TASK INSTRUCTIONS.
a - Summarize the message about the enhanced COVID measures of December 2021 in two sentences.
b - Write the next part of the message about the enhanced COVID measures, continuing after its final paragraph.

SOURCE EXTRACT.
++++++++++++++++++++

A message to students and staff about enhanced government measures announced on 8 December 2021. 

Dear students and colleagues,

Last night the government announced enhanced measures in response to a national increase in the number of COVID cases – and in particular to the spread of the Omicron variant. It is clear that we are once again entering a period of some uncertainty, and that we must all be prepared to adapt and adjust as necessary. In the meantime, we can all contribute to our community’s safety through frequent testing, by taking basic precautions such as the use of face-coverings, and by ensuring we are fully vaccinated.

Working from home

One of the recommendations made in yesterday’s announcement is that people should work from home where they can. However, the Department for Education’s updated guidance, published this morning, makes clear the expectation that in-person teaching and learning should continue, and that staff needed to support the continuation of in-person teaching and learning are exempt from the working from home guidance.

The University and Colleges remain committed to delivering as much in-person education and assessment as possible, and to ensuring that we are as effective as possible in undertaking research. In pursuit of that objective, and in line with government guidance, we expect in-person teaching and assessment to continue next term, subject to the necessary precautions. Likewise, any work that depends on in-person, on-site activities should carry on – again, subject to precautions. This extends to the activities of administrative staff whose on-site work is essential to support our academic endeavours.

++++++++++++++++++++

STUDY MATERIAL.
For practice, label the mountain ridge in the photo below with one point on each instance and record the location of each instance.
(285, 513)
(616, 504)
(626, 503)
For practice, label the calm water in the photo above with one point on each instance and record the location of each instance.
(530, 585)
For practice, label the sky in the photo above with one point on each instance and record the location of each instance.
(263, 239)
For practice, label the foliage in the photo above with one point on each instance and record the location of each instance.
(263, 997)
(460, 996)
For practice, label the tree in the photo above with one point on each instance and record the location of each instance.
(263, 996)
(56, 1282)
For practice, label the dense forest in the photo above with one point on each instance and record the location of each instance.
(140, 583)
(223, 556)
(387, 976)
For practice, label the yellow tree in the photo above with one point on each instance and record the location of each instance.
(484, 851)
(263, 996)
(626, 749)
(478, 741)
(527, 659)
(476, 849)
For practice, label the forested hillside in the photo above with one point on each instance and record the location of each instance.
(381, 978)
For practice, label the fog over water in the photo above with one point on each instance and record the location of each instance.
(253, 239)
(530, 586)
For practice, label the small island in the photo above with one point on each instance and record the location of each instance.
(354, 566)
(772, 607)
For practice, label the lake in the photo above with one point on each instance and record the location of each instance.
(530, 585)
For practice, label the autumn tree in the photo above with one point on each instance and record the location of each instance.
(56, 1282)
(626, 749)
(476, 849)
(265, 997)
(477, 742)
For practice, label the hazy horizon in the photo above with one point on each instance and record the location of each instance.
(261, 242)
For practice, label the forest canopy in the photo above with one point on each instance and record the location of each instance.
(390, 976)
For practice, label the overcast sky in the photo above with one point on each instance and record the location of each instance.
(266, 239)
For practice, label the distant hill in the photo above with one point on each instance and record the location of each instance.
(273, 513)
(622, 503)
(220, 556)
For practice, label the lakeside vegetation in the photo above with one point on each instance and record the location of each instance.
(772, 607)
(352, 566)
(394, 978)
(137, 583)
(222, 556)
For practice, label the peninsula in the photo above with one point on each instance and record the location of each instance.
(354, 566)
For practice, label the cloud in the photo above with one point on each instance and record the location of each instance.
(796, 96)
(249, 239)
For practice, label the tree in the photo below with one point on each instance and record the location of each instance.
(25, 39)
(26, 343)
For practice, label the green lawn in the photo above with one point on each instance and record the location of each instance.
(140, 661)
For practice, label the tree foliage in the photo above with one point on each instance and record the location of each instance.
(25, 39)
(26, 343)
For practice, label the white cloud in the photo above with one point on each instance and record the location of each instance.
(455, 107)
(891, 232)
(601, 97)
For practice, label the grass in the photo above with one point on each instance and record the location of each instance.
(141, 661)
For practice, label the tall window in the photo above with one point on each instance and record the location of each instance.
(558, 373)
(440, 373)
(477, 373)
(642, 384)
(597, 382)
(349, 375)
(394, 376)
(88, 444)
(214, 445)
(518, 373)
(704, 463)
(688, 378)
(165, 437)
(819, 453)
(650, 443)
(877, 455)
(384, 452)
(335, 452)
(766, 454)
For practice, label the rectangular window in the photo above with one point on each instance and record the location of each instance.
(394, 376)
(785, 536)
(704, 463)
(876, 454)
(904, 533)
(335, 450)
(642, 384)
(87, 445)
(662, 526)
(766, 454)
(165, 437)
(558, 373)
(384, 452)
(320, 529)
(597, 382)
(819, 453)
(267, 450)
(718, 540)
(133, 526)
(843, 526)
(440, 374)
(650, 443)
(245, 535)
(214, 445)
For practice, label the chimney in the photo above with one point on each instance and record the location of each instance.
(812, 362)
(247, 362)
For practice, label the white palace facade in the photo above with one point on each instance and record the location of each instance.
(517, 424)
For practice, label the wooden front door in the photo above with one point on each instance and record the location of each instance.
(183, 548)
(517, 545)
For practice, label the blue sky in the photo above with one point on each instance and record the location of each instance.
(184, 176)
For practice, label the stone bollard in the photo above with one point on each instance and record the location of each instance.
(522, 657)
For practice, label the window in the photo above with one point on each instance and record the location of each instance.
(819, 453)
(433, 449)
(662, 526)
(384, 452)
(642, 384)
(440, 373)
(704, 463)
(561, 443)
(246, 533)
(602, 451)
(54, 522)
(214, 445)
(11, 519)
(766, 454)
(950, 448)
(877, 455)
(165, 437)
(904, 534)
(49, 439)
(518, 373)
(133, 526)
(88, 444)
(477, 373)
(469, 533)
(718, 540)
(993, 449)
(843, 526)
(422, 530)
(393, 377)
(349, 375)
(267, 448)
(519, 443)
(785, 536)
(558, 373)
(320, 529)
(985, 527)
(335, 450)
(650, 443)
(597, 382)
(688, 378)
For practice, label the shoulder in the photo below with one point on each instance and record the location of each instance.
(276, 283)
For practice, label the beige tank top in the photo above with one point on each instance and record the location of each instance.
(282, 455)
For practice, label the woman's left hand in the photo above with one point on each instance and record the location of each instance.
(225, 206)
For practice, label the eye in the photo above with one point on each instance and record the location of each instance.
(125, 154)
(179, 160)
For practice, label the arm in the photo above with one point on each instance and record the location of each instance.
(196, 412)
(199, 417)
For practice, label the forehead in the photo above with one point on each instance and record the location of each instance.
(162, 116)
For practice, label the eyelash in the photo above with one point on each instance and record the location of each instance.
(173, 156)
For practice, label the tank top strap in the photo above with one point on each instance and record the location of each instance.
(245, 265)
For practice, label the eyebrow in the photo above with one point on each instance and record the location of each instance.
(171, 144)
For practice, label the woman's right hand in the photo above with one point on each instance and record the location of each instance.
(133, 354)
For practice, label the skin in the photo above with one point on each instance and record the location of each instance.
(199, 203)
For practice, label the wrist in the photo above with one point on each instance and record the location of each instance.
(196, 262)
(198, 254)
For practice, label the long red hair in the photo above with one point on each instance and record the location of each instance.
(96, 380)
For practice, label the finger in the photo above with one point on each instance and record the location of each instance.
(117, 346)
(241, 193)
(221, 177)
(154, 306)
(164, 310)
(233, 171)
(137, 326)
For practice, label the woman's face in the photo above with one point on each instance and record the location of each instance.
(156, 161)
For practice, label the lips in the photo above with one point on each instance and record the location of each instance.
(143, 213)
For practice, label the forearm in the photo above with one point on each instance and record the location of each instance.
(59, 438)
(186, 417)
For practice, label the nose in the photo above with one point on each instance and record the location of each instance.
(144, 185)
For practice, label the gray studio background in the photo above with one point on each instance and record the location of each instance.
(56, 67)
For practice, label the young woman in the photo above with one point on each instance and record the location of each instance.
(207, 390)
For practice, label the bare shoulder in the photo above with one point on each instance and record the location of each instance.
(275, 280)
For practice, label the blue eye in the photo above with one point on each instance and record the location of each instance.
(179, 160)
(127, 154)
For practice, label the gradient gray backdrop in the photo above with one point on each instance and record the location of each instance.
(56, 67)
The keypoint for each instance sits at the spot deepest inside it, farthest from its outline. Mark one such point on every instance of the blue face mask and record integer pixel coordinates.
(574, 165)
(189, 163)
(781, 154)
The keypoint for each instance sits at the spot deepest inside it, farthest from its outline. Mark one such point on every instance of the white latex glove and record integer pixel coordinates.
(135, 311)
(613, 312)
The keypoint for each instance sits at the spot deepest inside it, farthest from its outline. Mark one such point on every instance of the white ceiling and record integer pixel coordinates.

++++++++++++++++++++

REPLIES.
a - After the government announced enhanced measures on 8 December 2021 in response to rising COVID cases and the spread of the Omicron variant, the message asks everyone to be prepared to adapt and to help keep the community safe through frequent testing, face-coverings and full vaccination. Although the government recommends working from home where possible, Department for Education guidance exempts staff needed for in-person teaching, so in-person teaching, assessment and essential on-site work are expected to continue next term, subject to precautions.

b -
Travel, testing and vaccinations

The DfE’s guidance emphasises the importance of students taking a COVID test before they travel home for the Christmas break, as well as before travelling back to term-time accommodation in January.

Social events

I urge all colleagues and students across the collegiate University to exercise judgment in deciding whether it is safe and prudent for any social events planned over the next few weeks to go ahead. When an assessment of the risk suggests that an event can take place, I would strongly encourage the deployment of all possible mitigations – from guests’ use of Lateral Flow Testing, to ensuring adequate ventilation, to using face-coverings where possible.

We are in a better position than we were at this time last year. But the changing public health landscape means that risks remain, and our behaviour remains a key to keeping the Cambridge community safe. I thank you all, in advance, for your patience and cooperation.